§ Task goal:
Could you write out the listing below word for word, from the line with "Look at the following image and check whether any child" to the line with "left=94, top=10, right=359, bottom=329", including both of those lines but leaving out the pictures?

§ Data for this task:
------------------------------------------------

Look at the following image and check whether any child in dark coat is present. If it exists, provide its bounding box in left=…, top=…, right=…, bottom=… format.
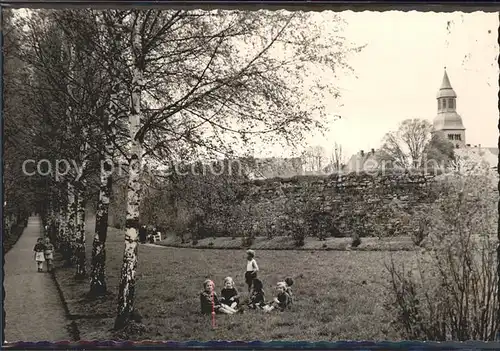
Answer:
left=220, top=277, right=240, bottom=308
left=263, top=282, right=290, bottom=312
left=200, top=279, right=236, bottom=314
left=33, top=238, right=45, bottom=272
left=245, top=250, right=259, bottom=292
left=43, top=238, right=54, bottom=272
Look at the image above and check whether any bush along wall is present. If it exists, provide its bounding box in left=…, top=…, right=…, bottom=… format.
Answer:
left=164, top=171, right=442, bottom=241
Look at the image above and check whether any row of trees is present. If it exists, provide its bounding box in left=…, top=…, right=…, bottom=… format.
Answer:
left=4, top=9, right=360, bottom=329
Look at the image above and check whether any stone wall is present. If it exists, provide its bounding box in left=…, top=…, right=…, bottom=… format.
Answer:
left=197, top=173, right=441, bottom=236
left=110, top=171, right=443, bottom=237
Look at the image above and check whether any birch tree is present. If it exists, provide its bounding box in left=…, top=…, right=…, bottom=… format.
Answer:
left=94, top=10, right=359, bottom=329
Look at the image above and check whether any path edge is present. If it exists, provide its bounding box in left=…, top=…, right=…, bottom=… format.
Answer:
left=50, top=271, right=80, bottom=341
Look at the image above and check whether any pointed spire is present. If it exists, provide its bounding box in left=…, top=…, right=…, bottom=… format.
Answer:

------------------------------------------------

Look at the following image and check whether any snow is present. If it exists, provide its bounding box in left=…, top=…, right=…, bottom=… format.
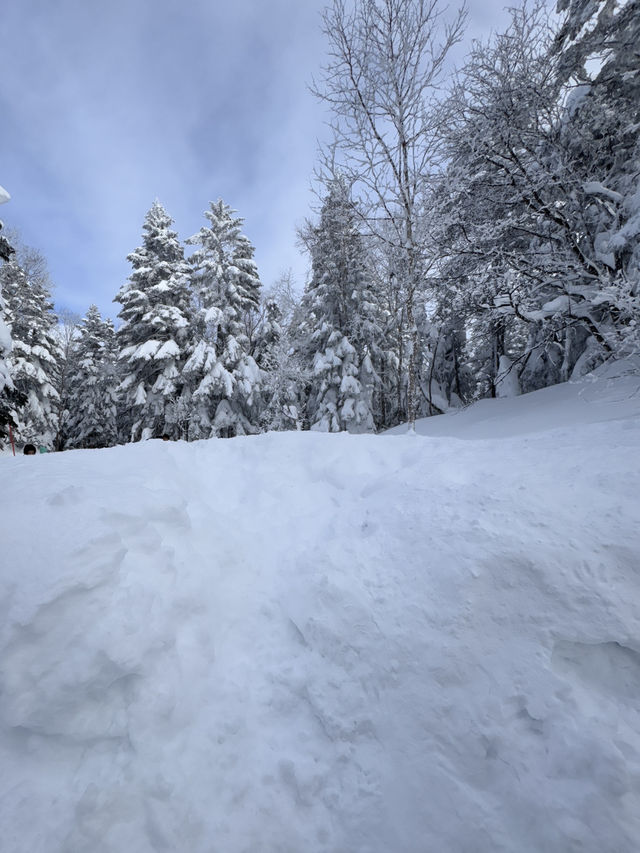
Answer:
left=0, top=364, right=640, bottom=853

------------------------------------------------

§ Reply:
Look at the following image and check whether any child in dark coat is present. If it exists, provide its bounding box in left=…, top=…, right=…, bottom=… format.
Answer:
left=220, top=277, right=240, bottom=308
left=263, top=282, right=290, bottom=312
left=200, top=279, right=236, bottom=314
left=33, top=238, right=45, bottom=272
left=245, top=250, right=259, bottom=292
left=43, top=238, right=54, bottom=272
Look at the image above and check whether any bush along wall is present. If it exists, provide its bounding box in left=…, top=…, right=…, bottom=… format.
Answer:
left=164, top=171, right=442, bottom=241
Look at the image above and check whether any row of trees is present. If it exists, provide its bounding box in left=…, top=…, right=…, bottom=… format.
Answer:
left=4, top=9, right=360, bottom=329
Look at the image above and check whether any stone wall is present. If it exists, provide its bounding box in left=…, top=…, right=…, bottom=… format.
Answer:
left=197, top=173, right=441, bottom=236
left=110, top=171, right=443, bottom=237
Look at the image above and check whether any birch tree is present. If it exists, provide its bounding box in left=…, top=…, right=…, bottom=… format.
Answer:
left=94, top=10, right=359, bottom=329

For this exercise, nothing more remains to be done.